-- INSTRUCTIONS --
- a) In the Plush amplifier post, what date is penciled in under the amp's chassis?
- b) Using the Plush amplifier post, explain why the writer decided to check out the "PA tube head – $100" ad.

-- PROVIDED PASSAGE --
····················
Another great craigslist find, this vintage all tube amp hails from the early 70s (01/05/1972 to be exact, as penciled in under the chassis itself).
As a background, Plush amplifiers were made from 1969 thru 1973, apparently direct copies of either a fender showman or a twin reverb. Its main striking feature is the now identifiable “tuck and roll” covering not unlike that of Kustom amps, instead of the regular tolex coverings. Not surprisingly they were sued, either by Kustom or Fender (not sure), and its been said they went out of business due to bankruptcy from these litigations (but the story goes that they went on to become Earth Sound Amplifiers, who in their early life also had tuck and roll covering on their early amps, though nothing real conclusive to support this Plush-Earth Sound connection other than whats been generated thru forums and posts). Earth Sound also went the way of the dinosaurs eventually.
Trolling craigslist one night, the ad “PA tube head – $100” immediately caught my eye. “Tube” and “$100” together are usually a good indicator of a possible good deal, so i checked it out. Two things stood out – the tuck and roll covering, and a bunch of knobs to match several inputs. Whoa! Mixer? it said PA, so i googled the name, and sure enough most results were about asking the same question i have: what is a Plush Amplifier?
A website about plush amps did answer most of that question, so i called the number on the ad right away, and left a message. As a follow up i also emailed. I got a response the next morning, and proceeded to arrange for pickup. A little drive out to the country on a sunny early sunday afternoon is a nice change – one of the cool things i enjoy about out-of-the-way weekend drives.
····················
-- DATA PROVIDED --

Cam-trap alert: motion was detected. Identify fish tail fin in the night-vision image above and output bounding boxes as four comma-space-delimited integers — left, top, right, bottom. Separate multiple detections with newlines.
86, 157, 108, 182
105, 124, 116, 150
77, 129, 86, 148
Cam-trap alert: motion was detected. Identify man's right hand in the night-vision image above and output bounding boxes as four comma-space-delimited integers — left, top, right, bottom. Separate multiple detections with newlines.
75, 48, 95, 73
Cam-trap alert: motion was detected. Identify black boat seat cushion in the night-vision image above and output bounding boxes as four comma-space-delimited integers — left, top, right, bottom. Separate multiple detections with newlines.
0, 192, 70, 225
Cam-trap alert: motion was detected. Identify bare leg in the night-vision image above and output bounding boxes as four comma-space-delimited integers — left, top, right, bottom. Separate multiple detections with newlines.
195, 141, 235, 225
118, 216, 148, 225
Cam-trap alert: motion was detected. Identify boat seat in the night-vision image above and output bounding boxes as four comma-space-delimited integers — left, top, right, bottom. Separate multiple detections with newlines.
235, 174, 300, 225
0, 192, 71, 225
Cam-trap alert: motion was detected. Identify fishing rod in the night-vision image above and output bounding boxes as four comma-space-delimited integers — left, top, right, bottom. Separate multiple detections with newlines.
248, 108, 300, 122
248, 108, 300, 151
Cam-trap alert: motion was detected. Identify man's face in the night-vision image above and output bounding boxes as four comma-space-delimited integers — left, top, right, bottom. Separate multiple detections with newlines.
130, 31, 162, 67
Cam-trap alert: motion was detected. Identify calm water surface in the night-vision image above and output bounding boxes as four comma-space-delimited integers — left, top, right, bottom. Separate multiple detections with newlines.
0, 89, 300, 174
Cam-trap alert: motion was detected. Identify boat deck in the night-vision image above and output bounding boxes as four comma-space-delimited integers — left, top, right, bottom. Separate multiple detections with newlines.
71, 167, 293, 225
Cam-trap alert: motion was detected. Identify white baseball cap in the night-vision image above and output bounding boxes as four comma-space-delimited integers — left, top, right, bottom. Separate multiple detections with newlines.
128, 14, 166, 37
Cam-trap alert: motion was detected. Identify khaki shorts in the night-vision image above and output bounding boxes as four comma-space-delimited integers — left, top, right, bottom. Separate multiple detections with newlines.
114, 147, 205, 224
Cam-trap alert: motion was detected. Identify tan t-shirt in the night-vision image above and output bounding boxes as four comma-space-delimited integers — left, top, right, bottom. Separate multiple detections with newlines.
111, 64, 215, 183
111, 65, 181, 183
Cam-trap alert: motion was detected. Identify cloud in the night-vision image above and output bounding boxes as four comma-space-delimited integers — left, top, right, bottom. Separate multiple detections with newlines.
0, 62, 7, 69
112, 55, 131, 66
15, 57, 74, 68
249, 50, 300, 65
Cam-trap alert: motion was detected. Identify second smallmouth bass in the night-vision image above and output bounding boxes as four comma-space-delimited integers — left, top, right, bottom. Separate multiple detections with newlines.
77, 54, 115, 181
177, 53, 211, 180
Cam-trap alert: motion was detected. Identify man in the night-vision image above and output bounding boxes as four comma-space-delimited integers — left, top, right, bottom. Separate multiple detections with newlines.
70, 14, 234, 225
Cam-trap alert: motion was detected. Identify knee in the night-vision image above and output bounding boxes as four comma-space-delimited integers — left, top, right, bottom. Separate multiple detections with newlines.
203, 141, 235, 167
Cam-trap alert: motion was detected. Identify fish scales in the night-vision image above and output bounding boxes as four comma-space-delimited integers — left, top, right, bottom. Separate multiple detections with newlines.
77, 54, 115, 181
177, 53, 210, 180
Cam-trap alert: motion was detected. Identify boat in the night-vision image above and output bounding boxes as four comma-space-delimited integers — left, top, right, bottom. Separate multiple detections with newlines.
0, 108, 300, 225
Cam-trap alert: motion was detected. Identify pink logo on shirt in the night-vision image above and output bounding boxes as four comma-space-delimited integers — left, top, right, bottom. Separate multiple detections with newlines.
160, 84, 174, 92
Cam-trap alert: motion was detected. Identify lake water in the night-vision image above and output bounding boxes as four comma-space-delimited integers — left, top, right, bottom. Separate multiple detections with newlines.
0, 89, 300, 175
····················
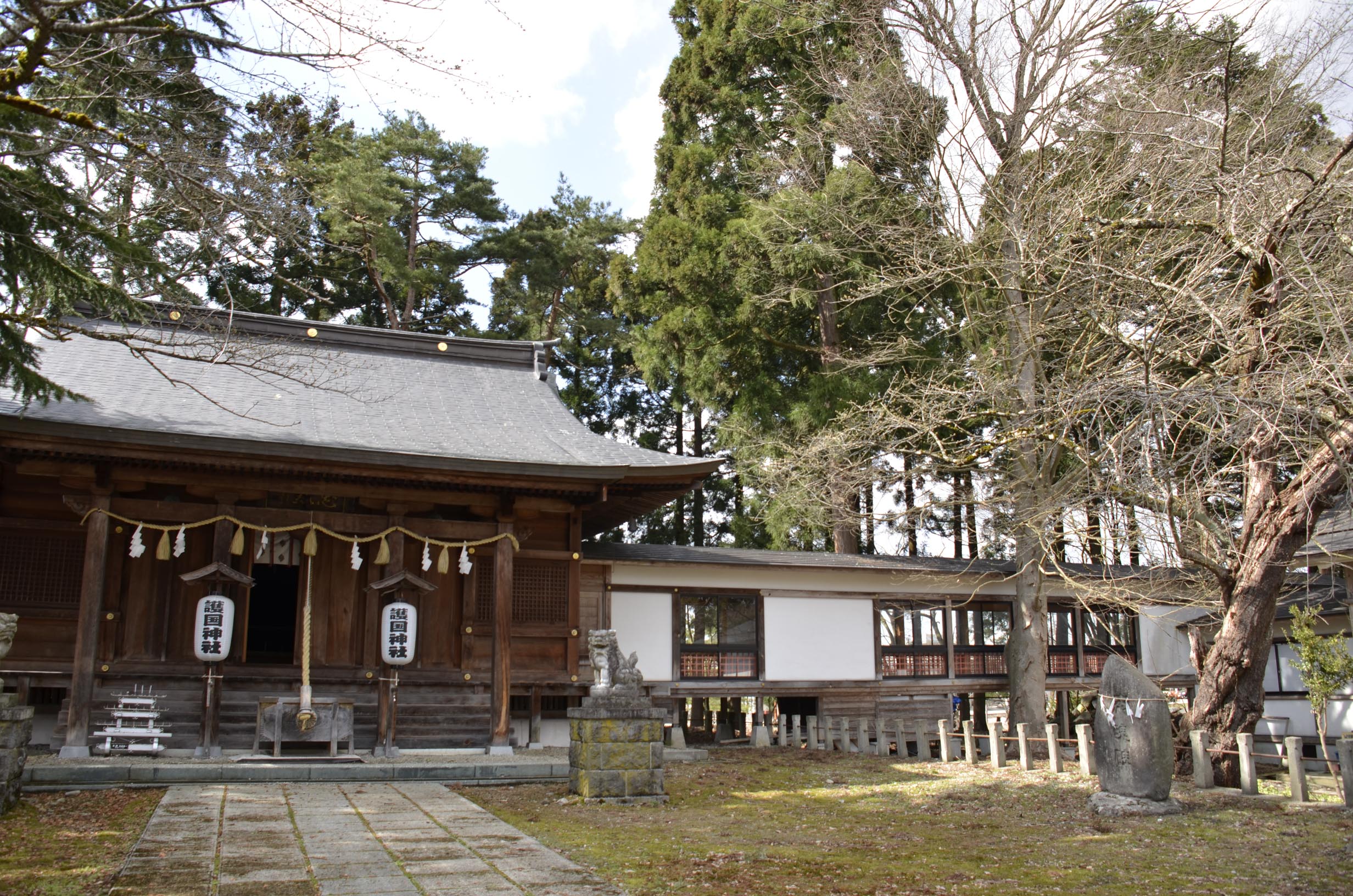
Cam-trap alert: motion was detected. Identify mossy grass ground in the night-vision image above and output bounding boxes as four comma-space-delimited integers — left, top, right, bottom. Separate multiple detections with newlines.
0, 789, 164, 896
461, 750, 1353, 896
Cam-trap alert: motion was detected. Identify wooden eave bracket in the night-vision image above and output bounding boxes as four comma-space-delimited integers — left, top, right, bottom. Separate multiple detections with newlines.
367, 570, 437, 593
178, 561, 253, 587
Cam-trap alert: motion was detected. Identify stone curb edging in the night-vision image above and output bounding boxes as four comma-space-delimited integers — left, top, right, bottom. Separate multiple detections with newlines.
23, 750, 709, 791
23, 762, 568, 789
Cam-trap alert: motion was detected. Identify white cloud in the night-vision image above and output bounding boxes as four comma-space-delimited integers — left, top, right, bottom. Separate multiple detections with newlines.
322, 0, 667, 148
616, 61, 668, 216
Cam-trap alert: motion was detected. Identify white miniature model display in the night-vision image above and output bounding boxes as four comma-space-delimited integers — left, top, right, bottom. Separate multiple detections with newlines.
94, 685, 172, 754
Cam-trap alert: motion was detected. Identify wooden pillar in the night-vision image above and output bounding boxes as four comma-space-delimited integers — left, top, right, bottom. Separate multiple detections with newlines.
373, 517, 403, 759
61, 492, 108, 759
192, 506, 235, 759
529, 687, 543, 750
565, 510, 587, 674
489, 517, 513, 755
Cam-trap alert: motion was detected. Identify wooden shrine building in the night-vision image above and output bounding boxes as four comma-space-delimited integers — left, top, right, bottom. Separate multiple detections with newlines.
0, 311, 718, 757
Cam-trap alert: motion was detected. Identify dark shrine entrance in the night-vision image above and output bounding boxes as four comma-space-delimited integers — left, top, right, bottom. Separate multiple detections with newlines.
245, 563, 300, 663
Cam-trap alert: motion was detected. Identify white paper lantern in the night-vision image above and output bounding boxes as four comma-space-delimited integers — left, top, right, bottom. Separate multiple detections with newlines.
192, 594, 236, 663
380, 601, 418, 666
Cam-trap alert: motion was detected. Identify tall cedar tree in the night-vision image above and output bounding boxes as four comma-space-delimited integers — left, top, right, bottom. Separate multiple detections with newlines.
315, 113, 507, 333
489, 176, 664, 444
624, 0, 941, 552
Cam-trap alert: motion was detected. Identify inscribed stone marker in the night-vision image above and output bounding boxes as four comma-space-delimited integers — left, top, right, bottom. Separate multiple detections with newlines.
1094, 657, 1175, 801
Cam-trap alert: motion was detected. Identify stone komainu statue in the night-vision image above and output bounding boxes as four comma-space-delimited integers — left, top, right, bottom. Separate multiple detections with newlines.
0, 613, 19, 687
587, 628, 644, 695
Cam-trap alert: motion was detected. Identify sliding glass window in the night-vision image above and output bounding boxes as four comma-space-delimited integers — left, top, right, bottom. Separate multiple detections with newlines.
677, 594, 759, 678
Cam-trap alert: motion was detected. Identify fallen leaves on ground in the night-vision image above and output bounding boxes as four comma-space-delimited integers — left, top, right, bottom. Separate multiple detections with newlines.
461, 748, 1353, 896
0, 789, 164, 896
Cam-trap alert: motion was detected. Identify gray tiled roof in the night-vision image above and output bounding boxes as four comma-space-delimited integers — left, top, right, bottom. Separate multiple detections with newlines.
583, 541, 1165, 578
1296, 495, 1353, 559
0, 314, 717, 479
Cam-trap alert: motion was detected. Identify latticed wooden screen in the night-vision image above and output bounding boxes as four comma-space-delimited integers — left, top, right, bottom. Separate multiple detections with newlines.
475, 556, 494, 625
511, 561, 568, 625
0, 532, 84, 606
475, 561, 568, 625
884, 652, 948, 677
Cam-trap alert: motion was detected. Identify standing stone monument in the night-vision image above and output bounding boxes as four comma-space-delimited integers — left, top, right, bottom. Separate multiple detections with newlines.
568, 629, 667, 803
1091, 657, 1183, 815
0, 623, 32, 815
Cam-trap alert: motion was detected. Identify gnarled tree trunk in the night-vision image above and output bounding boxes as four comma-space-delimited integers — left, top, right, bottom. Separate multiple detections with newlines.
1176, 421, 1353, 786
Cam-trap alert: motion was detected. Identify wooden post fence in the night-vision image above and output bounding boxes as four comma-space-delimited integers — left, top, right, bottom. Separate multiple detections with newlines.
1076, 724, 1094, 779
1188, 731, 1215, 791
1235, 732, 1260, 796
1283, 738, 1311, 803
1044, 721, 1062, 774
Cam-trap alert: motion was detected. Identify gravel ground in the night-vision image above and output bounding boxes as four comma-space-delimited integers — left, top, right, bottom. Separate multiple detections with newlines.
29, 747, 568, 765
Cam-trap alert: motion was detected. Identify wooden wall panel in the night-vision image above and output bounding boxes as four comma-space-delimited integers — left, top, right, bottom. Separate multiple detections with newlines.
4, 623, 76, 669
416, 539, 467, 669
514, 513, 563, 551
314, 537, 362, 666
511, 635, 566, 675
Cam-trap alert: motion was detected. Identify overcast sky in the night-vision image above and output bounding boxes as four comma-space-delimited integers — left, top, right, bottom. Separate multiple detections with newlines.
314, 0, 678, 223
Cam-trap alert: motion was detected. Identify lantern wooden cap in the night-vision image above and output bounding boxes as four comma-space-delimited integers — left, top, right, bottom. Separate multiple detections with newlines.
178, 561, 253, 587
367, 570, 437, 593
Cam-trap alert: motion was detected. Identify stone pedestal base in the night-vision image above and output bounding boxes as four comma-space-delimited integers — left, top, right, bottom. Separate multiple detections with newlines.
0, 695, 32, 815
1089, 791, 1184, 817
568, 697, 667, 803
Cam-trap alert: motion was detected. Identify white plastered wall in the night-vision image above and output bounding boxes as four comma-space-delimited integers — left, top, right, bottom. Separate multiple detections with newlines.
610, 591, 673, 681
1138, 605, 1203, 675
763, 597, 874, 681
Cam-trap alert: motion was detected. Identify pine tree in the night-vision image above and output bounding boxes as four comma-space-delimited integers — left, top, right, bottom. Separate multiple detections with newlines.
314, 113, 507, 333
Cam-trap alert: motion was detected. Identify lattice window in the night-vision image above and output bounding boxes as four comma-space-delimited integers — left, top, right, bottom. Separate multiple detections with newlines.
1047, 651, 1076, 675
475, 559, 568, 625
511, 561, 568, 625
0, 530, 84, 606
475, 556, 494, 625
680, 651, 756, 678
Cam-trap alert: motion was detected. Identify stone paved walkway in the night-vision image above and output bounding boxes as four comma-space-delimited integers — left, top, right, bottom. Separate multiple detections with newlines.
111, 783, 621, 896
····················
-- SOLUTIONS IN ORDER --
- a) 01/05/1972

- b) The writer considered "Tube" and "$100" together to be usually a good indicator of a possible good deal, so the ad seemed worth looking into.